Directions for this task -
Please gather every line in the records below that contains the word "pole", and copy each of those lines out in full.

Provided entries -

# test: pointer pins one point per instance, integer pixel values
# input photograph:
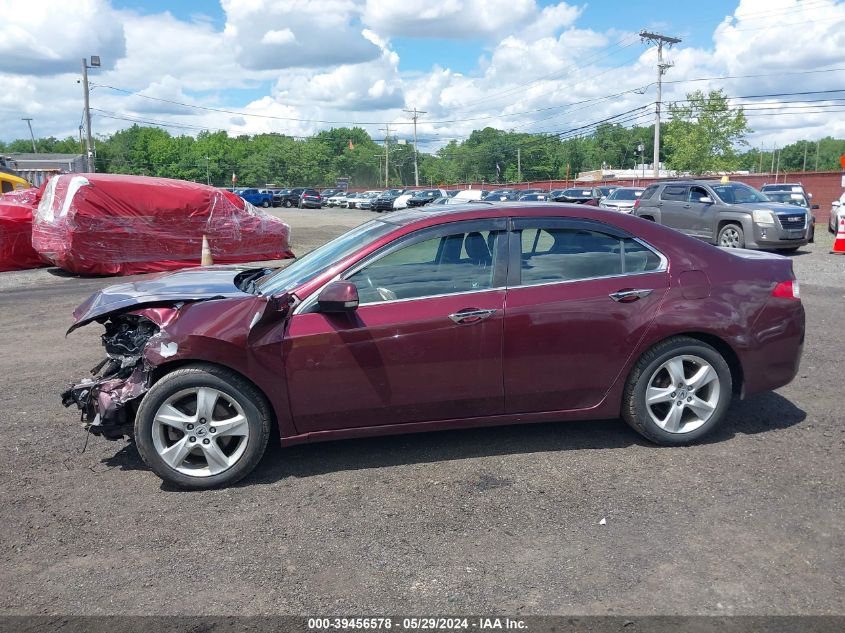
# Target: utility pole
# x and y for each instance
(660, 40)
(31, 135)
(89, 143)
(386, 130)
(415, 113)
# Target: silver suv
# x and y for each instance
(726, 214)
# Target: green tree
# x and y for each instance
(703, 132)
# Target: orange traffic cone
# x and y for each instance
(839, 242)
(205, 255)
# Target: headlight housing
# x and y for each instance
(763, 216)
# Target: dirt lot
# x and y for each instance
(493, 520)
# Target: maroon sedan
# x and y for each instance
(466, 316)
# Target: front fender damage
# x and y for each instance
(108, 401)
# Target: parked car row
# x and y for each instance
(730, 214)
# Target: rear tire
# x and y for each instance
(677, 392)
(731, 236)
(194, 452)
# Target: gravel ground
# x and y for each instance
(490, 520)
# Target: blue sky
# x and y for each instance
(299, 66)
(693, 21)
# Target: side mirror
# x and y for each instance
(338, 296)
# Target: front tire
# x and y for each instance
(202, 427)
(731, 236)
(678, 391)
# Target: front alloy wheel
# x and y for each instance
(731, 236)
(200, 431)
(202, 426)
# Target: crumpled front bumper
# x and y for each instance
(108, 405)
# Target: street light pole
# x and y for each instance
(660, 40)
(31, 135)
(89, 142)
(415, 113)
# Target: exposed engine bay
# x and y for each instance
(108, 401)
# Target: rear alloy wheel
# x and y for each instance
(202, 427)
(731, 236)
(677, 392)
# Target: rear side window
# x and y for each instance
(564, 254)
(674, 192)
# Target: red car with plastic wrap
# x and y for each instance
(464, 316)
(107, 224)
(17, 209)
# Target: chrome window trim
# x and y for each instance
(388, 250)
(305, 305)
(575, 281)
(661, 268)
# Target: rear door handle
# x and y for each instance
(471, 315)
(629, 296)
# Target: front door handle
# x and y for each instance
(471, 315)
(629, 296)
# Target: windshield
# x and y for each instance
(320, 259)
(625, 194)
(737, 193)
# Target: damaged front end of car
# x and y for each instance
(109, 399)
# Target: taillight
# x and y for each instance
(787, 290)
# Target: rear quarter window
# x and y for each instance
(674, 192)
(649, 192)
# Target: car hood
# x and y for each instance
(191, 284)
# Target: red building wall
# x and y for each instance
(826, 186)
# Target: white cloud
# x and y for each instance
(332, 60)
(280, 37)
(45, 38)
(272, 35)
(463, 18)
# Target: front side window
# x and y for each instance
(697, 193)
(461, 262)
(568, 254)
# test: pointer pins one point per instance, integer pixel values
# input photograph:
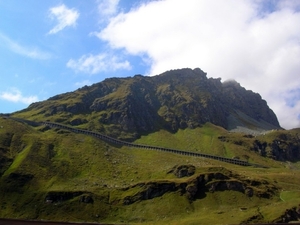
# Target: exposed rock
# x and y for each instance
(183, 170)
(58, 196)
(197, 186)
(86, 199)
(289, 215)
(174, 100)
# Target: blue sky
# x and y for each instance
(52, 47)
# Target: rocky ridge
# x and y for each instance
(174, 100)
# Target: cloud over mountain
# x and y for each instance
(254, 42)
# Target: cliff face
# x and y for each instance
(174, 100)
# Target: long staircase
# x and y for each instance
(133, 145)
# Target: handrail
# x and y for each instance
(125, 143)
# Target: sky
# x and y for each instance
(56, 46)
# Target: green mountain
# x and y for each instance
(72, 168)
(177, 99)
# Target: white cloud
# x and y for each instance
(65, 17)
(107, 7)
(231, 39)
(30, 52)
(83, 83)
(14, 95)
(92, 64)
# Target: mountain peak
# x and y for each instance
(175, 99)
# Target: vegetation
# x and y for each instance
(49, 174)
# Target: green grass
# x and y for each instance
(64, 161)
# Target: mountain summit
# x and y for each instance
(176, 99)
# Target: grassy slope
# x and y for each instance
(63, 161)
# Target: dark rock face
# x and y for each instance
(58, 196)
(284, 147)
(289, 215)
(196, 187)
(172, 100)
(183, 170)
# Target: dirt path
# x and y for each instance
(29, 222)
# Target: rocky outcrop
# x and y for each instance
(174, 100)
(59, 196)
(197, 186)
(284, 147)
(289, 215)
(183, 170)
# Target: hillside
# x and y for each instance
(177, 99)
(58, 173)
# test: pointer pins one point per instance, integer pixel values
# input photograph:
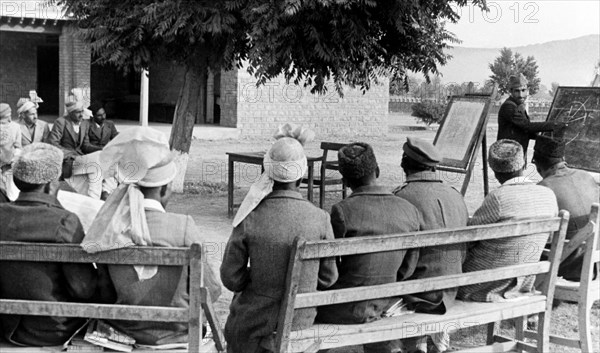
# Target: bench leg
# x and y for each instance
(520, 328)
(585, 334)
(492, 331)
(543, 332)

--

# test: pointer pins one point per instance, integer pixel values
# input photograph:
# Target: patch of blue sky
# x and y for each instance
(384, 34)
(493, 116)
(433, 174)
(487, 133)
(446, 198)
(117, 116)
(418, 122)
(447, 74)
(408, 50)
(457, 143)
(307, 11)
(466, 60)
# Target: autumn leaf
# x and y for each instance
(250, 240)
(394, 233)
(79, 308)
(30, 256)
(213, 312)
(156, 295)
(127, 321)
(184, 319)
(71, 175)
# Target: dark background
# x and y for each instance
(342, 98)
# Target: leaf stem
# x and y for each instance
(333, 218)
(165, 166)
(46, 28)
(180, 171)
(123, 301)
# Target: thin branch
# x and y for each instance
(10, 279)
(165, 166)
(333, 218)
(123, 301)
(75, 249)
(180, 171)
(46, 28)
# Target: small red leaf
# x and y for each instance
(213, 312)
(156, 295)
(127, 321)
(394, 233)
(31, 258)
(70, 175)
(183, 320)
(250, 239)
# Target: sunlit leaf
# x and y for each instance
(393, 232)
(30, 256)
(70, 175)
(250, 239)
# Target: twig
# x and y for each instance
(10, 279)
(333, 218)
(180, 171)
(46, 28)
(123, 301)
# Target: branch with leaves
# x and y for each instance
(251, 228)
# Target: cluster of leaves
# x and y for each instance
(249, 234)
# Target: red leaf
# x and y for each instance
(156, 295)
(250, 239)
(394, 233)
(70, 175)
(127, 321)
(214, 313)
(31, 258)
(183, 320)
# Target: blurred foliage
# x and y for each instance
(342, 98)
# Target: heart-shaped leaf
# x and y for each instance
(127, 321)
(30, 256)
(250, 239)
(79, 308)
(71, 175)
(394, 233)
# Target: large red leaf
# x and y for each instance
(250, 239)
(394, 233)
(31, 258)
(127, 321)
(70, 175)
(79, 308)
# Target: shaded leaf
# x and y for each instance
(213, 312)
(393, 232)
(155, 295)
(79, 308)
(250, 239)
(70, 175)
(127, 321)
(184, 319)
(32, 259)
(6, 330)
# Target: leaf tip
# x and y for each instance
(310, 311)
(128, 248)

---

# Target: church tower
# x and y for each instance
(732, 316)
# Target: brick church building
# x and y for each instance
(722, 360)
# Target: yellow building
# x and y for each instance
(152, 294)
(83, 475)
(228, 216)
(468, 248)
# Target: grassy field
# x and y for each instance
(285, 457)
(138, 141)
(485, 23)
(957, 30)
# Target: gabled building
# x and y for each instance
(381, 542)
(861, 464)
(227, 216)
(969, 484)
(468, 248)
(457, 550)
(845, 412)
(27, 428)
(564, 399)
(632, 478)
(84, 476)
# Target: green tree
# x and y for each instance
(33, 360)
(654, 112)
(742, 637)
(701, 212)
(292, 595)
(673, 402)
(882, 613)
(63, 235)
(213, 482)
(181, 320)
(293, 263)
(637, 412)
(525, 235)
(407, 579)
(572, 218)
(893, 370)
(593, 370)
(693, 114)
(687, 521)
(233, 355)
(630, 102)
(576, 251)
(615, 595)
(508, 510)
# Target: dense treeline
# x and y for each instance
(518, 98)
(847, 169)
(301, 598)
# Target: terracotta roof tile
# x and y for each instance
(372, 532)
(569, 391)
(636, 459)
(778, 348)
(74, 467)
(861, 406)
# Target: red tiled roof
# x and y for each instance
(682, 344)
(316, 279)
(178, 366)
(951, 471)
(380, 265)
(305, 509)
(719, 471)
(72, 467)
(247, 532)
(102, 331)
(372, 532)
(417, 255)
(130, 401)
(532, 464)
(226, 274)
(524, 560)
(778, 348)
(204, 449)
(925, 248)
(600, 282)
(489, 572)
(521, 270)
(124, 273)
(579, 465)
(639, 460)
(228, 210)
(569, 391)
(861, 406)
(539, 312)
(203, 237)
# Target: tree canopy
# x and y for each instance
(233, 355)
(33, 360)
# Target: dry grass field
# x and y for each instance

Solution for this task -
# Target: utility pole
# Target: street light pole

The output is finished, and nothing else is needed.